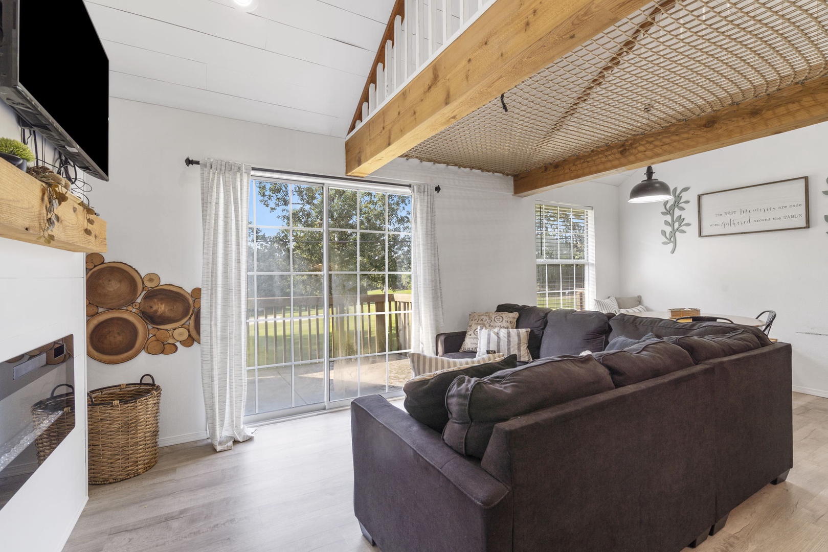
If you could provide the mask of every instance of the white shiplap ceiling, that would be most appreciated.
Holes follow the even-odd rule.
[[[344,137],[394,0],[86,0],[110,95]]]

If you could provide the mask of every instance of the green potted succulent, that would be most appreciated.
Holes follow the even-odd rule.
[[[35,154],[29,146],[14,138],[0,138],[0,159],[5,159],[21,170],[26,170],[26,163],[35,161]]]

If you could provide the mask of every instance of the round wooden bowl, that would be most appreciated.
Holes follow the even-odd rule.
[[[190,337],[191,337],[195,343],[201,343],[201,308],[195,310],[193,313],[193,318],[190,320]]]
[[[87,353],[106,364],[135,358],[144,348],[148,331],[141,317],[128,310],[104,310],[86,323]]]
[[[184,289],[170,284],[153,287],[141,299],[141,316],[161,329],[178,328],[193,314],[193,300]]]
[[[120,309],[138,298],[143,290],[138,271],[124,262],[104,262],[86,275],[86,299],[102,309]]]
::::
§ **TASK GOAL**
Quote each item above word for word, leaving out the pictures.

§ **ANSWER FOR THIS EXERCISE**
If you could provide the mask of every instance of the white shiplap ceiling, that would be most appreciated.
Holes follow the even-odd rule.
[[[344,137],[394,0],[86,0],[110,95]]]

If you could provide the mask of every instance of the green potted succulent, that would be most appreciated.
Holes follow the even-odd rule.
[[[35,154],[29,146],[14,138],[0,138],[0,159],[5,159],[21,170],[26,170],[26,163],[35,161]]]

If you could provide the mask of every instance of the round wooden bowl, that would be most appreciated.
Holes follow the even-odd rule.
[[[190,337],[191,337],[195,343],[201,343],[201,308],[195,310],[193,313],[193,318],[190,320]]]
[[[87,353],[106,364],[135,358],[144,348],[148,331],[141,317],[128,310],[104,310],[86,323]]]
[[[184,289],[170,284],[153,287],[141,299],[141,316],[161,329],[178,328],[193,314],[193,300]]]
[[[120,309],[138,298],[143,290],[138,271],[124,262],[104,262],[86,275],[86,299],[102,309]]]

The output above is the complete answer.